-- start of Text shown --

Ahmad bin Mohamed Mattar (born 13 August 1940) is a former Singaporean politician and member of the Cabinet.

Education 
An alumnus of Raffles Institution, Ahmad graduated from the University of Singapore with a degree in physics in 1963. He completed his master's degree at the University of Sheffield on a Colombo Plan scholarship and then his doctorate at the University of Singapore.

Career 
He was a lecturer at Singapore Polytechnic and conducted the first large-scale study on the effects of traffic noise on housing estates; the study would later inform future legislations and studies on traffic noise. 

Ahmad was also the founding president of Mendaki (1982–1989), which was established to look into the educational and welfare needs of the Malay/Muslim community.

-- end of Text shown --

§ Task directions
Please write the next part of the text on Ahmad bin Mohamed Mattar, picking up after its last sentence. The material after this point comes from a separate source.

-- start of Data provided --

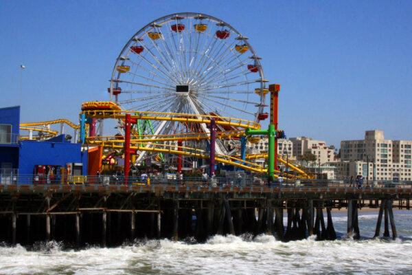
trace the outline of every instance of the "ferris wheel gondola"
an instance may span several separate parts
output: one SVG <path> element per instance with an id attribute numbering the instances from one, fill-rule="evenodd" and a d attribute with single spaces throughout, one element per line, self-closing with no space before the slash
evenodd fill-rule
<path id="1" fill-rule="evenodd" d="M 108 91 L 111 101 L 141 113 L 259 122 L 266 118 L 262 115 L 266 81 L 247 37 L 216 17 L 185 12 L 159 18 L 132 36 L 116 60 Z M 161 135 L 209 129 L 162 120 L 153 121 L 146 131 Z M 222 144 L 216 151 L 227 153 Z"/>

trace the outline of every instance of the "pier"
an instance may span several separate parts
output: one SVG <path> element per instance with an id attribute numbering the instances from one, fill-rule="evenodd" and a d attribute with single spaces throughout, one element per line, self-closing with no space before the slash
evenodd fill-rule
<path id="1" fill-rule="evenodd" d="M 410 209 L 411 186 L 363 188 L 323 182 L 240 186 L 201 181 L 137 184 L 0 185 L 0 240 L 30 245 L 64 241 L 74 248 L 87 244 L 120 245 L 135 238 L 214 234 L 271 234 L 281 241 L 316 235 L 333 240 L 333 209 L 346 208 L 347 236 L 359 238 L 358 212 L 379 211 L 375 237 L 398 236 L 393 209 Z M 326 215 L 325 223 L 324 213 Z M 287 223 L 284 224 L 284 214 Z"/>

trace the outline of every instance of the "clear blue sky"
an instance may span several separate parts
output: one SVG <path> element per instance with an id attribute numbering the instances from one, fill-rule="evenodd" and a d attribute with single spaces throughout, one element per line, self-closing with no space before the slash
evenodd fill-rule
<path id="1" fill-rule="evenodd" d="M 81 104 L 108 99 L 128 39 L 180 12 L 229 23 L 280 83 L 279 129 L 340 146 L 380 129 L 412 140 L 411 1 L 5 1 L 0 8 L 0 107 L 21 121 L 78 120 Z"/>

-- end of Data provided --

§ Task response
Political career 
In 1972, he ran for the Leng Kee Single Member Constituency at the recommendation of Abdul Rahim Ishak, then the MP for Siglap SMC. From 1985 to 1995, he was appointed as the Minister for the Environment. During his tenure as the Minister for the Environment, he was known for tightening restrictions on the sale of aerosols containing CFCs and introducing the Corrective work order (CWO) to combat littering. He had intended to resign from Cabinet in 1991 but was persuaded to remain by newly elected Prime Minister Goh Chok Tong. In 1996 he retired from politics and has largely kept a low profile.

References

External links
Ahmad Mattar – Singapore Infopedia (National Library Board)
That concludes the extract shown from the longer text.